● WORK INSTRUCTIONS:
Copy the lines of the material below verbatim, starting with the line containing "the white door" and continuing through the end of the material, including both ends.

● SUPPLIED DATA:
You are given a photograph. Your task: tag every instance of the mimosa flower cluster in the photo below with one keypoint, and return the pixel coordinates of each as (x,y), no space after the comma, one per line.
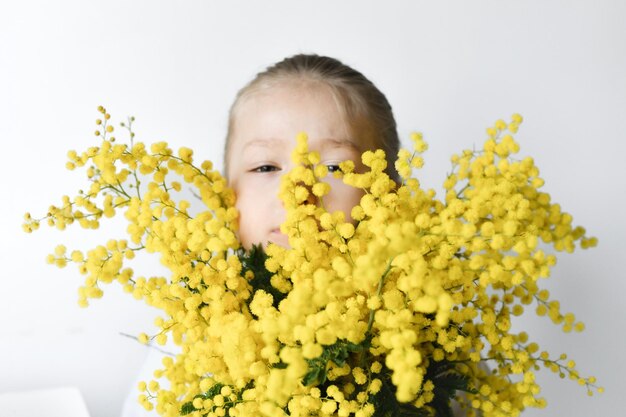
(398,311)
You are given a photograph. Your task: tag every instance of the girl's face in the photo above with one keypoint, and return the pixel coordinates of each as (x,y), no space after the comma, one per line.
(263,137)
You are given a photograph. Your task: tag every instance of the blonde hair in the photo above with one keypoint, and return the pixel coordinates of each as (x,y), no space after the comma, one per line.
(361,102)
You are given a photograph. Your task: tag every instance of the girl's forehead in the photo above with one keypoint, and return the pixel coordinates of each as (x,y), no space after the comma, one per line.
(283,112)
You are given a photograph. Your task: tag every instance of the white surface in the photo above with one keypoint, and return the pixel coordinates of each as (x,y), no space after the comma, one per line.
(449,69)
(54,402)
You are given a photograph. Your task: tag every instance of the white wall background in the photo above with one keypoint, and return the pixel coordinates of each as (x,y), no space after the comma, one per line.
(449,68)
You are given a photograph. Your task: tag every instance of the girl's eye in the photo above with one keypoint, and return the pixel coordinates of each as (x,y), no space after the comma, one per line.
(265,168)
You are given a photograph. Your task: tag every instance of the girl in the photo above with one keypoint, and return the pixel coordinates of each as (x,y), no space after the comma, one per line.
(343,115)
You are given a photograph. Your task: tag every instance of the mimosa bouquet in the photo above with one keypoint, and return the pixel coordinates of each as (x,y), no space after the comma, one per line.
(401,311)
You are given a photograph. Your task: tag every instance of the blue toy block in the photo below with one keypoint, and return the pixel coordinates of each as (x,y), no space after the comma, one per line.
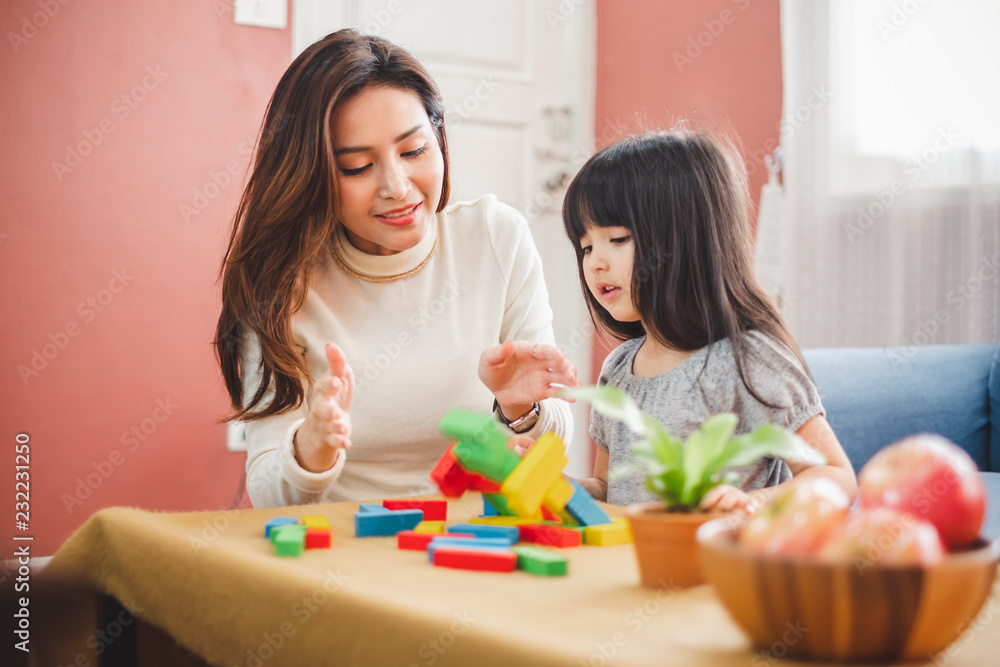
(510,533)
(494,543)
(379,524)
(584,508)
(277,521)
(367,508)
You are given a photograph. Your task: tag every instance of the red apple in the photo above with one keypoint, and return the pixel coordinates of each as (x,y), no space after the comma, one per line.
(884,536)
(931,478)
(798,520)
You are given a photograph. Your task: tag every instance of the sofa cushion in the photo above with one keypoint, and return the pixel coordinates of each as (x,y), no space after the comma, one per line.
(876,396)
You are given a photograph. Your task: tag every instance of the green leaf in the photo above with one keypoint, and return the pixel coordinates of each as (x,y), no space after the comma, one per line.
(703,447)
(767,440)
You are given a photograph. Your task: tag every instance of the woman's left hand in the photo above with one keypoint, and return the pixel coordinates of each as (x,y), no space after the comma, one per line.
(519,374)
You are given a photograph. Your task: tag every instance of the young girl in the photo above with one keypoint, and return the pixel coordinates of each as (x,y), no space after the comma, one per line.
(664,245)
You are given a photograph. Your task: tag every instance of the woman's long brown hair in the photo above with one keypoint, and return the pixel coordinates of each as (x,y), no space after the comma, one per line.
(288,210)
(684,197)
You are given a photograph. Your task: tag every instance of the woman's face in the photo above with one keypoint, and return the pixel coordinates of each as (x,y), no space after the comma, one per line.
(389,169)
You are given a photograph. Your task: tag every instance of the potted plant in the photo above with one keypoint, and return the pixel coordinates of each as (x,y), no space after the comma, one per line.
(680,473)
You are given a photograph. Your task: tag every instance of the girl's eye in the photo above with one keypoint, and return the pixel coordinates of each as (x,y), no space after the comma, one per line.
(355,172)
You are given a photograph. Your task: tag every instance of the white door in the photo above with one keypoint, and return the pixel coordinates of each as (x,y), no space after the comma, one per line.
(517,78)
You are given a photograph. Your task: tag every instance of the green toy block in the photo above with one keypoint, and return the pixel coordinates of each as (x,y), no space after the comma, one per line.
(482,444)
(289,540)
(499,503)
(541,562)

● SOLVED EXERCISE:
You are given a photograph. Your task: tag every instance of the white door in the photo above with one keypoint, and return the pixel coordinates of each as (x,y), no space after the comma, one per line.
(517,78)
You are given a photograph. Your task: tag every instance of the green toy block in the photo above with one keypoint, and return the pixel coordinates of each as (x,y), no space after the comma, one per line.
(482,444)
(289,540)
(499,503)
(541,562)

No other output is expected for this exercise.